Stated task
Repeat the listing in full, preserving every character.

Records for the exercise
------------------------------

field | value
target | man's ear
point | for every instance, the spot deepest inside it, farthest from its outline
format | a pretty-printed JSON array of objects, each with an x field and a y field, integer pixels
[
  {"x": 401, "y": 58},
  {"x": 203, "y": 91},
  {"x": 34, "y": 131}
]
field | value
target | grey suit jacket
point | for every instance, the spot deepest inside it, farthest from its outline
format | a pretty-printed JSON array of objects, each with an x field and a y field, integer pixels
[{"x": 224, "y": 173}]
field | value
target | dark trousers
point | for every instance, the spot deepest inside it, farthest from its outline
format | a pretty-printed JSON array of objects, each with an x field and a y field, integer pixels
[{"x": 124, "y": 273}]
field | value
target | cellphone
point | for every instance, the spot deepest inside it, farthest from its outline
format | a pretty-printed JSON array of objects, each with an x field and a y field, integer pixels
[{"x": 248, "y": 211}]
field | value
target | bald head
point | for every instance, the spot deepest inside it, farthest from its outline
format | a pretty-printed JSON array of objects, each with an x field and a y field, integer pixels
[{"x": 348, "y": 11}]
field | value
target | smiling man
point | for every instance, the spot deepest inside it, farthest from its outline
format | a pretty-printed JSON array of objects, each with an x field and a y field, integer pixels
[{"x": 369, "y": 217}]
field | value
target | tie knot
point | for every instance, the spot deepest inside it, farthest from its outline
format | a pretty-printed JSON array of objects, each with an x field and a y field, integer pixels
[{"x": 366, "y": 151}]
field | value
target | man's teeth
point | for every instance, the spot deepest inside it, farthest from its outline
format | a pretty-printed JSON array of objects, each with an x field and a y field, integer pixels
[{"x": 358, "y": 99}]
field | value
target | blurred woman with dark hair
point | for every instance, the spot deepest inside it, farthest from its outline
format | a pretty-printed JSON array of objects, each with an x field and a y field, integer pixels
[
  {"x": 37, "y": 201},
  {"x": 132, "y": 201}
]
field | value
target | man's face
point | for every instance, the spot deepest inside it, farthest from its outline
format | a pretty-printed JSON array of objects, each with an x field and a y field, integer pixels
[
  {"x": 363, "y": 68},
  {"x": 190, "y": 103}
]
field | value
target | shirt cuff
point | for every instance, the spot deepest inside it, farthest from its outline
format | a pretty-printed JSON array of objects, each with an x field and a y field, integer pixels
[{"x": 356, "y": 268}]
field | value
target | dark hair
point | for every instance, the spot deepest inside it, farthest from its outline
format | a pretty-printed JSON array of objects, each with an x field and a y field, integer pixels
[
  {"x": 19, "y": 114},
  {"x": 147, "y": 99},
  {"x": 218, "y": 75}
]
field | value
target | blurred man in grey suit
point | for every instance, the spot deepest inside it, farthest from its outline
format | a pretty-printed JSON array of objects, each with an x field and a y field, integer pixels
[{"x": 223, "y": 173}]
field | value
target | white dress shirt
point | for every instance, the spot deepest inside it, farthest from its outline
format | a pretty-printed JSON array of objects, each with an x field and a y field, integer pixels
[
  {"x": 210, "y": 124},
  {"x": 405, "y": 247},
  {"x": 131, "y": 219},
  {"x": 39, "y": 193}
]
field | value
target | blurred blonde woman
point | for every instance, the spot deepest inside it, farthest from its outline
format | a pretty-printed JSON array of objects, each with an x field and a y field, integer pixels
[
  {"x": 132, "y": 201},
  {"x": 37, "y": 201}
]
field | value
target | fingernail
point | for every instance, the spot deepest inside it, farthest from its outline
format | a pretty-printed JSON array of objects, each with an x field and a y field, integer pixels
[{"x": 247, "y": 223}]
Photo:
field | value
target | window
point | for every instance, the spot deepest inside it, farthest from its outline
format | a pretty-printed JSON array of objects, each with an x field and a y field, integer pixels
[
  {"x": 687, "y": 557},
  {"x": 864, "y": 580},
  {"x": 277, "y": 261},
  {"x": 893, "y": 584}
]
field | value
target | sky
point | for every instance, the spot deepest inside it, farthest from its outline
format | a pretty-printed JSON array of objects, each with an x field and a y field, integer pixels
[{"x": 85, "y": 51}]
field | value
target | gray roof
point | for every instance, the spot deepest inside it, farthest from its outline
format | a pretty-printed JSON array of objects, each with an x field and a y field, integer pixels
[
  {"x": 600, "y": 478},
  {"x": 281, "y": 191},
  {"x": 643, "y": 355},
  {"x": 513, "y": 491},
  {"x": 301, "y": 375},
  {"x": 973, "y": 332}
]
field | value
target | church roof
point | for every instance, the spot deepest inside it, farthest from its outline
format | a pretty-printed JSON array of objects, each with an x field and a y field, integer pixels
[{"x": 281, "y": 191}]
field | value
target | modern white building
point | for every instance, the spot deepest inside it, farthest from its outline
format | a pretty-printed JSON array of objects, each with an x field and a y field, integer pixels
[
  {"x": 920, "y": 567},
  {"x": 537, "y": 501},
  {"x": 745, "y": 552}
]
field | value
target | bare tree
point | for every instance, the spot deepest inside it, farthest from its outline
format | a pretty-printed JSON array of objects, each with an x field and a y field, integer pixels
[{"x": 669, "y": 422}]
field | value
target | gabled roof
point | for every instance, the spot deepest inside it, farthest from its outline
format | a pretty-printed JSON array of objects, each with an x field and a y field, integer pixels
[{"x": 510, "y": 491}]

------------------------------

Answer for this exercise
field | value
target | man's ear
point | for every instance, the spot deepest inside it, farthest from its outline
format | a pretty-printed JSON array of objects, each with an x field and a y field, integer pixels
[
  {"x": 401, "y": 58},
  {"x": 203, "y": 91},
  {"x": 34, "y": 131}
]
field | value
target | grey suit jacket
point | for every instance, the spot deepest inside it, farthest from its outline
format | a pretty-printed JSON array of objects, each with an x field and a y field, integer pixels
[{"x": 224, "y": 173}]
field | value
target | dark trousers
point | for every instance, the spot deepest inside it, farthest from its outline
format | a pretty-printed JSON array of objects, each with an x field and a y field, integer pixels
[{"x": 124, "y": 273}]
field | value
target | cellphone
point | for every instance, the spot deepest inside it, farthest from its outline
format | a pretty-printed JSON array of objects, each with an x field and a y field, integer pixels
[{"x": 248, "y": 211}]
field | value
target | bald head
point | for every instance, the spot deepest inside it, farthest from its outline
format | a pretty-printed JSON array of objects, each with an x field and a y field, integer pixels
[{"x": 348, "y": 11}]
field | value
target | smiling man
point | for every instance, the spot deepest inside it, farthest from its outline
format | a pretty-printed JSON array of objects, each with an x field and a y field, integer pixels
[{"x": 369, "y": 217}]
field | value
target | tie knot
point | for every instance, the spot deepest inside it, farthest from its outline
format | a pretty-printed JSON array of objects, each with an x field and a y field, integer pixels
[{"x": 366, "y": 151}]
field | value
target | man's teeth
point | for every instance, the spot deepest inside it, farthest from its outline
format | a pretty-printed JSON array of objects, each with an x field and a y field, integer pixels
[{"x": 358, "y": 99}]
field | value
target | blurred woman with dark hair
point | for every instance, the spot deepest inside it, farthest from its outline
format | a pretty-printed JSON array of objects, each with an x field and a y field, integer pixels
[
  {"x": 37, "y": 201},
  {"x": 132, "y": 201}
]
field | value
target | man's face
point | for every instance, the spot deepest inside it, farthest from its outline
format | a pretty-printed JSON array of objects, each with an x field and a y field, integer pixels
[
  {"x": 363, "y": 68},
  {"x": 190, "y": 103}
]
field | value
target | shirt cuff
point | for every instance, the spot deepest inside it, farthest from its outline
format | a pretty-printed JSON array of objects, each with an x field and a y field, integer pixels
[{"x": 356, "y": 268}]
field | value
target | dark hair
point | for every instance, the spot deepest inside it, farthest from its outline
format | a pretty-printed JSON array of objects, each with an x field and a y field, integer pixels
[
  {"x": 19, "y": 114},
  {"x": 147, "y": 99},
  {"x": 218, "y": 75}
]
field | value
target | blurred man in grey suit
point | for every instance, the spot deepest inside it, farthest from its outline
format | a pretty-printed JSON array of objects, each with an x field and a y field, integer pixels
[{"x": 223, "y": 173}]
field | value
target | white dress shirt
point | for every instance, the spot deepest inside it, farthest from its outline
format | a pretty-printed JSON array of objects, each with an x field and a y field, integer pixels
[
  {"x": 210, "y": 124},
  {"x": 405, "y": 247},
  {"x": 131, "y": 219},
  {"x": 39, "y": 193}
]
field | value
target | blurred blonde woman
point | for every instance, the spot deepest inside it, farthest from its outline
format | a pretty-printed JSON array of objects, each with an x field and a y field, integer pixels
[
  {"x": 132, "y": 201},
  {"x": 37, "y": 201}
]
field | value
target | fingernail
point | for every instance, the spot deepest inside it, farthest from its outline
format | a pretty-printed JSON array of objects, each with an x field and a y field, integer pixels
[{"x": 247, "y": 223}]
Photo:
field | value
target | window
point | for every instance, the spot deepest inside it, farthest from its outline
format | a pretty-printed JSON array of objects, each with an x field and a y field, integer pixels
[
  {"x": 687, "y": 557},
  {"x": 864, "y": 580},
  {"x": 277, "y": 261},
  {"x": 893, "y": 584}
]
field | value
target | sky
point | for every instance, the spot deepest inside it, farthest from its outline
format | a pretty-printed JSON array of objects, each with an x field and a y field, integer pixels
[{"x": 85, "y": 51}]
field | value
target | gray roof
point | for every instance, the spot deepest inside it, farthest from its outline
format | a pretty-printed JSON array of objects, each with an x field and a y field, integer pixels
[
  {"x": 600, "y": 478},
  {"x": 281, "y": 191},
  {"x": 643, "y": 355},
  {"x": 513, "y": 491},
  {"x": 301, "y": 375},
  {"x": 973, "y": 332}
]
field | value
target | church roof
point | for every instance, the spot deepest inside it, farthest from its outline
format | a pretty-printed JSON array of objects, each with an x field and a y field, integer pixels
[{"x": 281, "y": 191}]
field | value
target | modern white building
point | for every instance, the spot deepest inside it, farthest from its outline
format | a pretty-printed JSON array of objects, each with an x field and a y field, integer pixels
[
  {"x": 920, "y": 567},
  {"x": 537, "y": 501},
  {"x": 745, "y": 552}
]
field | value
target | bare tree
point | for every instance, the spot deepest inside it, farthest from its outline
format | a pretty-printed JSON array of objects, each with an x field and a y field, integer pixels
[{"x": 669, "y": 422}]
field | value
target | gabled roof
point | for every instance, the spot deepest inside it, farthest from its outline
format | a pretty-printed JSON array of objects, each with an x field and a y field, integer pixels
[{"x": 510, "y": 491}]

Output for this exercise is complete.